### Stored items

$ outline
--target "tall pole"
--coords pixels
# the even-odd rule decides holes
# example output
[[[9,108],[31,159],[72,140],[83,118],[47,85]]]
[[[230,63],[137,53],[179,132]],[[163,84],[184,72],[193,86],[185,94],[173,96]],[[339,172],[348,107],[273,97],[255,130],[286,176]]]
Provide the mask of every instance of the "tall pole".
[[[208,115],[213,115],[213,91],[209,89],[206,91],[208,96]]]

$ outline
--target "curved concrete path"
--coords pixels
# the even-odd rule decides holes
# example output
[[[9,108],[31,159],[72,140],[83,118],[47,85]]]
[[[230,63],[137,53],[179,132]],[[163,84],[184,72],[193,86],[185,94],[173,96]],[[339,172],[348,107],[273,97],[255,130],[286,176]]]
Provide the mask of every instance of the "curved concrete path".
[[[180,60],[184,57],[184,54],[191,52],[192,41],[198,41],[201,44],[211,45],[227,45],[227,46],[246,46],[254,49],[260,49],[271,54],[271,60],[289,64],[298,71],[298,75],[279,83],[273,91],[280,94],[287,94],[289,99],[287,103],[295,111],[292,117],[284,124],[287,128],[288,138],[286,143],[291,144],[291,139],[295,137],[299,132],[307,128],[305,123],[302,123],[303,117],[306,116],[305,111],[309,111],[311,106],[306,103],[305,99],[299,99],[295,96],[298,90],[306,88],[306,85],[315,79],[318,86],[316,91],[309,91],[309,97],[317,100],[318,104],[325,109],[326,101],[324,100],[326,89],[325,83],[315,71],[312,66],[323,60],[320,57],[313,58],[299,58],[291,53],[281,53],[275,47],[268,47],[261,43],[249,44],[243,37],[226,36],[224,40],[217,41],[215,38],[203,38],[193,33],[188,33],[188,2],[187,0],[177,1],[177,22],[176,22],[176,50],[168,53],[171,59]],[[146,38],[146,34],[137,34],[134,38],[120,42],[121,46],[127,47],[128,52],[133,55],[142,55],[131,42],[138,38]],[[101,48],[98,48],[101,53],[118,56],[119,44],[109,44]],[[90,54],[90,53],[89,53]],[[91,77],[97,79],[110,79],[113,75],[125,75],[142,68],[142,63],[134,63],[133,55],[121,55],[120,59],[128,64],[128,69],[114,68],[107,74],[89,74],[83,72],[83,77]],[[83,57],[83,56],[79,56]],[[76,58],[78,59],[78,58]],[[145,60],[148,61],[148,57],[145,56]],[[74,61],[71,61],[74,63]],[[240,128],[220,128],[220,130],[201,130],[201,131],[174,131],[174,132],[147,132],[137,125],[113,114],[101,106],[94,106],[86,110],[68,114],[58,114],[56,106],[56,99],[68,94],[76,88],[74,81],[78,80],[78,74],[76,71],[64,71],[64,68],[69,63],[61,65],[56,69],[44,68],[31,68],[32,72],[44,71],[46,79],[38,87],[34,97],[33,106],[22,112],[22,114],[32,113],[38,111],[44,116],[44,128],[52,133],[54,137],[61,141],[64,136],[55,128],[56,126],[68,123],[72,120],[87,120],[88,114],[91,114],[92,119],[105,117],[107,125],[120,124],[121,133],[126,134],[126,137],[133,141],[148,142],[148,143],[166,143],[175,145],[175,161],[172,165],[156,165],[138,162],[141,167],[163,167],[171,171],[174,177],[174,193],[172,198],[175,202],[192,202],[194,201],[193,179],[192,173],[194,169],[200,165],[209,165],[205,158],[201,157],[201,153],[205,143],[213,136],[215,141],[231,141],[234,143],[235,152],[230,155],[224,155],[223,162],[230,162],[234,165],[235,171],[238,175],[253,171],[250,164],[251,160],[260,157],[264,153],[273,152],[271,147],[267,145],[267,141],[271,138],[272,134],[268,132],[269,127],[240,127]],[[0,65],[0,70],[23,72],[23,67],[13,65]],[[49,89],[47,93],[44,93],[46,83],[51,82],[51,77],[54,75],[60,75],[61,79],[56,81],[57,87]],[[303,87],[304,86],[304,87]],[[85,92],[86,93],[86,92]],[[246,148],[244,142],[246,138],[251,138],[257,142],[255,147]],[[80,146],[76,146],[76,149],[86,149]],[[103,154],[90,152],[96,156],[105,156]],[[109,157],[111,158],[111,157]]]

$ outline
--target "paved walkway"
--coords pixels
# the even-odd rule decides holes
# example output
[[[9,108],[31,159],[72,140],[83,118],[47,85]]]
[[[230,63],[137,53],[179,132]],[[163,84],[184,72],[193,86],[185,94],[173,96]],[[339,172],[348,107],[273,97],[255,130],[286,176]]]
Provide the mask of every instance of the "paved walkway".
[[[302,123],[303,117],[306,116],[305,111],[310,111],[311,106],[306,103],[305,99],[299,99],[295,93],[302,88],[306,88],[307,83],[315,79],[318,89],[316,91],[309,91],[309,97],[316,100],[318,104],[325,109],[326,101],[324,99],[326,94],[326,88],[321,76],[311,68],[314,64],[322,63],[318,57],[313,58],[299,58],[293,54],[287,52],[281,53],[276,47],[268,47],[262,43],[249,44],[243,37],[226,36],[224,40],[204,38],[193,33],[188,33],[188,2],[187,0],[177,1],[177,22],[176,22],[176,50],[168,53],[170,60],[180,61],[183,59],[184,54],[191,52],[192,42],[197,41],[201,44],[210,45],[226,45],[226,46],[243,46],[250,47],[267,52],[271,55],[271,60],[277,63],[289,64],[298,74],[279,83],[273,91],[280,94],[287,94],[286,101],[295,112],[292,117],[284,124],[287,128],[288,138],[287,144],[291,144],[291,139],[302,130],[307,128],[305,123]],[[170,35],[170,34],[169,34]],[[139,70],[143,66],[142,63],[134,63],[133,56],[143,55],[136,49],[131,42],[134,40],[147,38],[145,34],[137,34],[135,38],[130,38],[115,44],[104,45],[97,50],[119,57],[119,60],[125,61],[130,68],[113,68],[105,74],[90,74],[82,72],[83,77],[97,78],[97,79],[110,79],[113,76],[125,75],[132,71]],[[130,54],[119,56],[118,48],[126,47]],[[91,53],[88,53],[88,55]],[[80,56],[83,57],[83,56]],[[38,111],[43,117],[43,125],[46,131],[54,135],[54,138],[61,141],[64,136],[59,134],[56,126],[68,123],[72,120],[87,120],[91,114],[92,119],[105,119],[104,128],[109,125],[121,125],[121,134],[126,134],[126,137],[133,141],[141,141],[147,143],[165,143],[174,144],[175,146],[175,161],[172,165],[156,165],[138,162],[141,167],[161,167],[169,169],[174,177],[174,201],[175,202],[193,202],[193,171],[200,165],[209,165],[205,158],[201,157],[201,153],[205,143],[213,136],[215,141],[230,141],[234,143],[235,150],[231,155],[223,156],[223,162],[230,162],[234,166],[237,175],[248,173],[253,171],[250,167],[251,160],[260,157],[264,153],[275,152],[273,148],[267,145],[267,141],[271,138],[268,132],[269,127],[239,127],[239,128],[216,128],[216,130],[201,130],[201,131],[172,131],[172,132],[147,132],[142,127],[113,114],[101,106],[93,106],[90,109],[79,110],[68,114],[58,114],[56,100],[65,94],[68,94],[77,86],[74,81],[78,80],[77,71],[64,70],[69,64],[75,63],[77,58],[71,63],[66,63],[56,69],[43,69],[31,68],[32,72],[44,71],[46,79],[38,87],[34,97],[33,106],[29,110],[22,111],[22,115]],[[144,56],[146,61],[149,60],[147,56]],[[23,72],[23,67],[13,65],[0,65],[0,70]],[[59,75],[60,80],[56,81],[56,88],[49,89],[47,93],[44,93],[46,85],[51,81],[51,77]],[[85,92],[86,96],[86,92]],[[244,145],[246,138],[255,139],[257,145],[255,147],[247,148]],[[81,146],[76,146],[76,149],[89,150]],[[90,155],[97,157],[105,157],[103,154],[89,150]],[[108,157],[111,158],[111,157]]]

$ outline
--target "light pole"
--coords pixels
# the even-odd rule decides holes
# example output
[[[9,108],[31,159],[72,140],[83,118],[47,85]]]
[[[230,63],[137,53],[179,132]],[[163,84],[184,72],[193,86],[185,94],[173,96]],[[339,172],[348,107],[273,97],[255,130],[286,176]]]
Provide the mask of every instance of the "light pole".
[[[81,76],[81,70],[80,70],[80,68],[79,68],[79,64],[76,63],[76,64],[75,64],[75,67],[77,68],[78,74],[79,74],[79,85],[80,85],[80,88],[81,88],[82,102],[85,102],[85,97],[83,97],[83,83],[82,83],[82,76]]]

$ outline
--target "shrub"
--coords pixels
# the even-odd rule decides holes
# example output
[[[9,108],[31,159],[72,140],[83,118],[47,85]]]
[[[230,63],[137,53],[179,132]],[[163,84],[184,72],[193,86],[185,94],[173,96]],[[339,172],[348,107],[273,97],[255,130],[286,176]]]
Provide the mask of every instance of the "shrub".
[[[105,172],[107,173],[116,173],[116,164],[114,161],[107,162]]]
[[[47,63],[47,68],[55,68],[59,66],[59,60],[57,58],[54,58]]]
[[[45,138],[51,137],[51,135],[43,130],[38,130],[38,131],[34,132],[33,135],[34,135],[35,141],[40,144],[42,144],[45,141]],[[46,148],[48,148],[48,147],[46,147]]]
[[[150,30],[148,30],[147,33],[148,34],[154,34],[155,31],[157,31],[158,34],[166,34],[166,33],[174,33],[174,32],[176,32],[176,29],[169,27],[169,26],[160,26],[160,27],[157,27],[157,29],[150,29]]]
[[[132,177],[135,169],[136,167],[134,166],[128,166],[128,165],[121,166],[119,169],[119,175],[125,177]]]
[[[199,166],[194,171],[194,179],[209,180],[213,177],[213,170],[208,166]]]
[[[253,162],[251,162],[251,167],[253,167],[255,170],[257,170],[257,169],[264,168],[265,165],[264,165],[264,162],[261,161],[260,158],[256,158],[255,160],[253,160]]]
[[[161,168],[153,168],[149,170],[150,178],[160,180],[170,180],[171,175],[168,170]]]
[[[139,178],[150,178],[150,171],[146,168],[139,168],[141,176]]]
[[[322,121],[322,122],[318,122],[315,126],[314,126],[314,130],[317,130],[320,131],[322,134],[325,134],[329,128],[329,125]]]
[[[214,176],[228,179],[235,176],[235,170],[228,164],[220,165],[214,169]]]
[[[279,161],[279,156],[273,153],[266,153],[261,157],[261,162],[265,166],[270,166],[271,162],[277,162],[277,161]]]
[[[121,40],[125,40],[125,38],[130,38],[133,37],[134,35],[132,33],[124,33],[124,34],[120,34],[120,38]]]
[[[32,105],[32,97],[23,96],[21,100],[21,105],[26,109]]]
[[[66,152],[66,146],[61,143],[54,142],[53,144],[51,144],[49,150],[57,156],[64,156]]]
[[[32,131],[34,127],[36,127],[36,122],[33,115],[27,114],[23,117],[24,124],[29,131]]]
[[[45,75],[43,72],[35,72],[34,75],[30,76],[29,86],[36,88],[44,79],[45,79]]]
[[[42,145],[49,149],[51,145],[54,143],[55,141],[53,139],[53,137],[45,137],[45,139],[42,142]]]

### Exercise brief
Extract every line of the listing above that contains the string "instance". Only matches with the same uppercase and lowercase letters count.

### Answer to this problem
Provide the mask of every instance of the "tall pole".
Provide the mask of every instance of the "curved concrete path".
Provide the mask of every instance of the "paved walkway".
Provide the mask of every instance of the "light pole".
Provide the mask of every instance of the "shrub".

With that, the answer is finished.